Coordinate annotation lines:
_ _ _
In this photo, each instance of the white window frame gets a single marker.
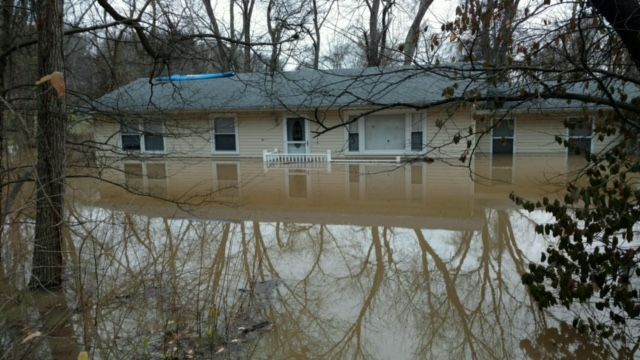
(212, 125)
(568, 137)
(407, 133)
(139, 125)
(515, 132)
(307, 132)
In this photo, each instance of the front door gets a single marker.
(296, 135)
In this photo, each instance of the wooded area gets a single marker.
(541, 49)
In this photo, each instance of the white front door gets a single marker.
(297, 135)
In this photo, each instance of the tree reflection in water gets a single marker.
(140, 285)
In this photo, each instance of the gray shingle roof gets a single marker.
(302, 89)
(311, 89)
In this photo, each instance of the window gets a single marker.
(225, 134)
(354, 136)
(502, 136)
(384, 132)
(580, 134)
(416, 132)
(130, 136)
(148, 138)
(153, 135)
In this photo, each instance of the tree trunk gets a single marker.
(47, 254)
(5, 43)
(374, 35)
(316, 40)
(247, 12)
(413, 34)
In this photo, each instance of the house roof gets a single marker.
(308, 89)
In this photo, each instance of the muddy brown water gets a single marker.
(386, 261)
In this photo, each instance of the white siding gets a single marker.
(189, 134)
(442, 127)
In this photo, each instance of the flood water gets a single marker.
(381, 261)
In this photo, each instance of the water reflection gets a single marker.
(362, 260)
_ _ _
- **Problem statement**: Copy all of the lines above word for word, leaving out the picture.

- **Answer to the exercise**:
In this photo, each instance of the white window frame gets a single marker.
(212, 125)
(568, 137)
(407, 133)
(139, 125)
(515, 132)
(307, 132)
In this photo, each instance of the front door gets a single marker.
(296, 135)
In this photo, each instance of the wooded area gets a single marker.
(541, 49)
In this photo, each instance of the white front door gets a single marker.
(297, 135)
In this photo, each instance of the tree reflection in water gets a single marker.
(140, 285)
In this photo, each instance of the gray shingle roof gets a single marker.
(302, 89)
(311, 89)
In this photo, each instance of the window gets a single marker.
(225, 134)
(354, 136)
(502, 136)
(384, 132)
(580, 134)
(416, 132)
(130, 136)
(148, 138)
(153, 135)
In this photo, each instance of the tree trunk gets a single marker.
(47, 254)
(5, 43)
(374, 35)
(316, 40)
(247, 12)
(413, 34)
In this photo, each instance of the house roof gets a single marker.
(308, 89)
In this photo, each instance of the muddy brown water gets a single marker.
(386, 261)
In this photo, each instance of the white siding gets a single marker.
(189, 134)
(442, 127)
In this photo, each instance of the flood water gets a single marker.
(381, 261)
In this photo, each instance of the water reflection gets a single marker.
(362, 260)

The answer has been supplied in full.